◆ Given entries:

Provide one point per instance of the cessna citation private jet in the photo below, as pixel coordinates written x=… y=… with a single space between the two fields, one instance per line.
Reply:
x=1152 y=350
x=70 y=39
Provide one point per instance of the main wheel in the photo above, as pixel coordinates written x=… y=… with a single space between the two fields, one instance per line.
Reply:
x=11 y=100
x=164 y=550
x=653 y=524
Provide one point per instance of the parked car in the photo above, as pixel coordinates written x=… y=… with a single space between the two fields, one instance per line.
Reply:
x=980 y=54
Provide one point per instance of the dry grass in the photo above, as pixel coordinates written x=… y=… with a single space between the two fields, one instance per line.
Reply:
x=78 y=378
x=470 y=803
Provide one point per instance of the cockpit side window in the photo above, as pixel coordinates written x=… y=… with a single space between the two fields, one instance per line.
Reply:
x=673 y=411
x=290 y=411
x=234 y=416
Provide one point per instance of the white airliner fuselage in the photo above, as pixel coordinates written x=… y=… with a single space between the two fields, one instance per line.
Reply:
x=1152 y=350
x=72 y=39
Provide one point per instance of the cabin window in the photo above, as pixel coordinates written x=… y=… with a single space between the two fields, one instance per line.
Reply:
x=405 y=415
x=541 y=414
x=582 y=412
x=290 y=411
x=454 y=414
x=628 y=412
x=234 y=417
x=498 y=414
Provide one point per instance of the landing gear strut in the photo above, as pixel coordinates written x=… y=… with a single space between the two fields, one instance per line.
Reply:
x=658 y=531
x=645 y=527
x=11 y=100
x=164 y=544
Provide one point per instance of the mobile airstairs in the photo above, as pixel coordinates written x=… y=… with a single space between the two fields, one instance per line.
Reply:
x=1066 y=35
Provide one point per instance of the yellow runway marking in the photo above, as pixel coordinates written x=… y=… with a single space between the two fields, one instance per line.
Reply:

◆ What this task involves: Copy the rows above word for word, starting with the line containing "Provide one point per instance of the landing" and ending with the line containing "x=164 y=544", both lines included.

◆ Written reply:
Provide one point per instance of the landing gear strut in the photo above, as pixel coordinates written x=… y=… with a single space between the two fields, one instance per line.
Reply:
x=658 y=531
x=645 y=527
x=11 y=100
x=164 y=544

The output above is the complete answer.